(ASSIGNMENT) In the listing that follows, the lines starting at the one containing "Query: submerged rock" and ending at the one containing "Query: wet rock" are to be returned exactly, both boundary lines included, and no others.

(DATA)
============

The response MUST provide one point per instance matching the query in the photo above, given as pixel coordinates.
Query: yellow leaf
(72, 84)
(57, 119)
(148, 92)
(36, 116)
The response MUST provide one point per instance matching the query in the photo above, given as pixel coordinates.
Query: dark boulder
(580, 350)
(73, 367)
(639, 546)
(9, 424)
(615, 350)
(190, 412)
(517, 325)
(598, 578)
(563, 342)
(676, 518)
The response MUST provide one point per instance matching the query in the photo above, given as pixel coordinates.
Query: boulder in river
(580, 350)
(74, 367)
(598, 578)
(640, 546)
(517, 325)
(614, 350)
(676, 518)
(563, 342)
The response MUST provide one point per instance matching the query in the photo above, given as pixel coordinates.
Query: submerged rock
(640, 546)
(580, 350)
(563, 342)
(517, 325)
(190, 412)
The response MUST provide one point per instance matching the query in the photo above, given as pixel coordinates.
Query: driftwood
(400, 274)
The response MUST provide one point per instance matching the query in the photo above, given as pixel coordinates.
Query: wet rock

============

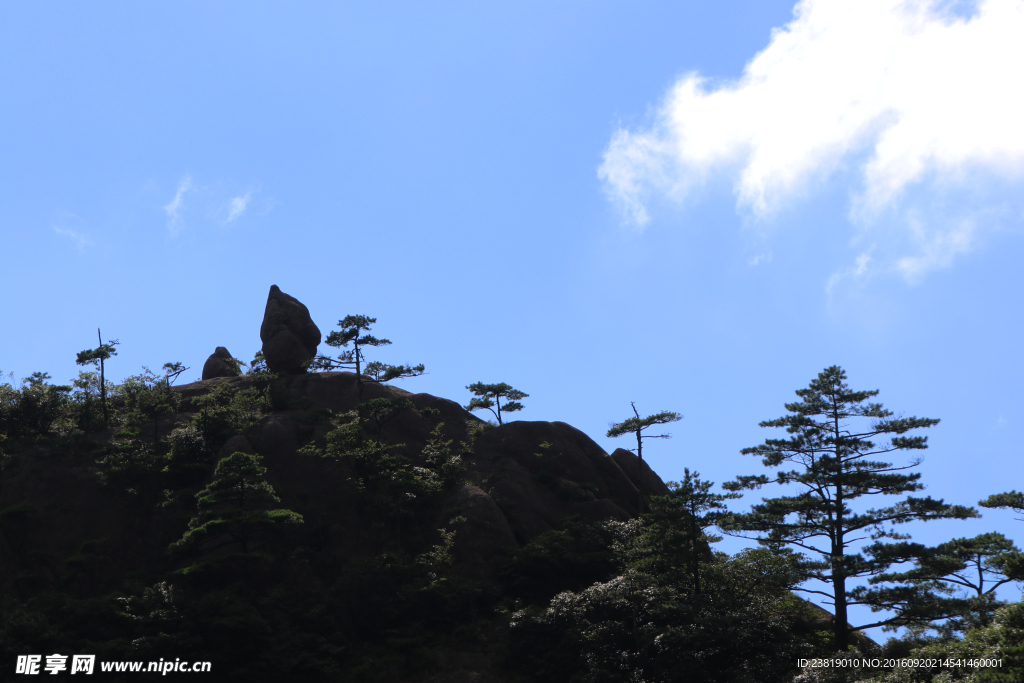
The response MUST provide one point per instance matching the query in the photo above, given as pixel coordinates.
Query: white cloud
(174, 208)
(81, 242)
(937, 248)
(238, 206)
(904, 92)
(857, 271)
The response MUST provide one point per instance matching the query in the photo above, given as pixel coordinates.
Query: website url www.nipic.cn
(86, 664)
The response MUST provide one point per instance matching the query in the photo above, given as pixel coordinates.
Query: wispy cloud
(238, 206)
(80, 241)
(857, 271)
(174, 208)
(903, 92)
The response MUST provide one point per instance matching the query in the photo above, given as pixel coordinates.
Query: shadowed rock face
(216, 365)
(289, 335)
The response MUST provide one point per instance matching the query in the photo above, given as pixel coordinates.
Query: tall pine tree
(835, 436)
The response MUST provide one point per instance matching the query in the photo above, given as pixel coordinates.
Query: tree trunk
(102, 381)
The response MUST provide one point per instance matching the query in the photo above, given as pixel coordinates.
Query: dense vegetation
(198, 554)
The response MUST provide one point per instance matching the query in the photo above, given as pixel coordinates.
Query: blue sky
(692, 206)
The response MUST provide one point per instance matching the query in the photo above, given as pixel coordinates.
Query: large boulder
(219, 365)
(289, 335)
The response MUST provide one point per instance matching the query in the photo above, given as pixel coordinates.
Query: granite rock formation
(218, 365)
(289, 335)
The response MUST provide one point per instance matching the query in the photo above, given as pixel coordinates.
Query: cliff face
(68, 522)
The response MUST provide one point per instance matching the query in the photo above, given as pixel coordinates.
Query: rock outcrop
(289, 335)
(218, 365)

============

(ANSWER SECTION)
Query: submerged rock
(640, 546)
(580, 350)
(563, 342)
(517, 325)
(190, 412)
The response MUST provide one point per instance matching the query in the photo above, given as pixel coordinates.
Query: driftwood
(400, 274)
The response MUST provide one point per instance matching the query in the photo above, given as pixel coordinates.
Query: wet rock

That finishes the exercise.